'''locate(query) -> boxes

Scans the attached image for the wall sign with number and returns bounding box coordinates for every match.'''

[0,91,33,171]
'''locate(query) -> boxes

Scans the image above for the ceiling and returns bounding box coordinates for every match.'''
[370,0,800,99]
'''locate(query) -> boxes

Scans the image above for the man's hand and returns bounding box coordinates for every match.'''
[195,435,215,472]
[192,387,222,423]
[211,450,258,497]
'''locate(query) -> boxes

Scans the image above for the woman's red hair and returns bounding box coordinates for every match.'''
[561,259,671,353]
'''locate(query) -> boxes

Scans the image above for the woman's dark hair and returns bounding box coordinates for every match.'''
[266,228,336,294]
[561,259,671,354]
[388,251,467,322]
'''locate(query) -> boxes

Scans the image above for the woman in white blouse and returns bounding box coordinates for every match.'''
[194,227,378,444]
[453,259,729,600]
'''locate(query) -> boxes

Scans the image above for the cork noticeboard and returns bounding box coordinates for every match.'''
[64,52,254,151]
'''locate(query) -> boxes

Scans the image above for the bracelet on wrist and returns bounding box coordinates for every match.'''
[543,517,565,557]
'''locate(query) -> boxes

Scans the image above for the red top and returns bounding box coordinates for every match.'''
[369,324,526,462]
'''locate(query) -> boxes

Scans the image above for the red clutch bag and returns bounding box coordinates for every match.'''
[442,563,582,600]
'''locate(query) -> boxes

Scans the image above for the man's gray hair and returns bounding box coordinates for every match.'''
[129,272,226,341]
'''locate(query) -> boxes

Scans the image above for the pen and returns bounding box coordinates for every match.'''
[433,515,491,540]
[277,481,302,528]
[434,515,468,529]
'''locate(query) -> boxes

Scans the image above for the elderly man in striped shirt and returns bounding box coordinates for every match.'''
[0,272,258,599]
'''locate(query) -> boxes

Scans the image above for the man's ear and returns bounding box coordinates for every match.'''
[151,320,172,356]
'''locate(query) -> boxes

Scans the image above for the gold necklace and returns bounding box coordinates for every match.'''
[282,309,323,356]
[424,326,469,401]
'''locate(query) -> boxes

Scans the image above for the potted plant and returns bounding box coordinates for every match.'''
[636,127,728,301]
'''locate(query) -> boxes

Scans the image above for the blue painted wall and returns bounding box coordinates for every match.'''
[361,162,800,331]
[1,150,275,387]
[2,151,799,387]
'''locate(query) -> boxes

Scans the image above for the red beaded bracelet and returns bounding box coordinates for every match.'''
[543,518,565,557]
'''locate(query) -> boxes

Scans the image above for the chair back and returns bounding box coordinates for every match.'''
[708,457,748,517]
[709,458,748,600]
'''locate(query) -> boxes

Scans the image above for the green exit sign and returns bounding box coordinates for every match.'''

- Your task: Reproduce each line above exactly.

- Response below:
'''locate(query) -> boxes

Scans the attached image for the wall sign with number and returns bounding box coordinates for every match.'''

[0,91,33,171]
'''locate(query) -> boxes

Scans the image above for the ceiling and returns bounding box coordinates for every match.'''
[370,0,800,99]
'''locate(query) -> boxes

Scans the image above for the man's hand and returns bounding box coordinates for every match.'''
[195,435,215,472]
[192,387,222,423]
[211,450,258,497]
'''locate(query) -> boxes

Scans the image above for the woman's red hair and returns bounding box coordinates for every match.'''
[561,259,671,353]
'''locate(query) -> boxes

Scans the image above for the woman's dark hair and returns bounding box coordinates for every match.'''
[266,228,336,294]
[561,259,671,354]
[388,251,467,322]
'''locate(query) -> boxes

Scans the image above for the woman in white blouse and returns bounding box coordinates for every match.'''
[194,227,378,444]
[453,259,729,600]
'''locate(query) -> boxes

Scans the image above for the cork noticeboard and returns bounding box coordinates for every match.'''
[64,52,254,151]
'''locate(query) -> boxes

Scans the image above for the bracelet on wrist and returns bounding box coordinates for every match.'''
[543,517,565,557]
'''locate(query) -> boxes

Scans the image above for the red top and returns bounding box coordinates for every match.'''
[369,324,526,462]
'''locate(query) -> boxes

Scans the image above for the red clutch bag and returns bounding box coordinates for every match.'''
[442,563,582,600]
'''locate(query) -> boxes

Scans the image above for the man's gray hair and returns bounding box coordinates for every match.'''
[129,272,226,341]
'''locate(query) -> boxes

Scans the image above for the pen and returns bounding box coordinates for every match.'''
[433,515,491,540]
[277,481,302,528]
[434,515,468,529]
'''locate(query) -> boxes

Scans the image above for the elderly man in striped shirt and returns bounding box coordinates for every match.'''
[0,272,258,599]
'''locate(query) -> boxes

Scans the image above for the man's ear and returns bounding box coordinates for every match.'''
[151,320,172,356]
'''locate(query) -> boxes

Scans the image above for the gold necklace and returns bounding box coordinates for every match.'''
[282,309,323,356]
[424,326,469,401]
'''locate(query) -> boxes

Scans the image above for the potted plant and returns bounding box coordinates for every match.'''
[636,127,728,301]
'''locate(query) -> boxes

Scans the image above for the blue painted wall and returns bounding box coordinates for every match.'''
[361,162,800,331]
[1,150,275,387]
[2,151,799,387]
'''locate(query) -> boxes

Scans the image above for the red beaded bracelet and returns bounding box coordinates for every match.'''
[543,518,565,557]
'''locate(query) -> boxes

Scans the image above for the chair back and returns bounding box coordinates for every match.'''
[708,457,748,517]
[709,458,748,600]
'''locate(query) -> boxes

Scans the image above for the green exit sign and returns bounding box coordinates for every match.'''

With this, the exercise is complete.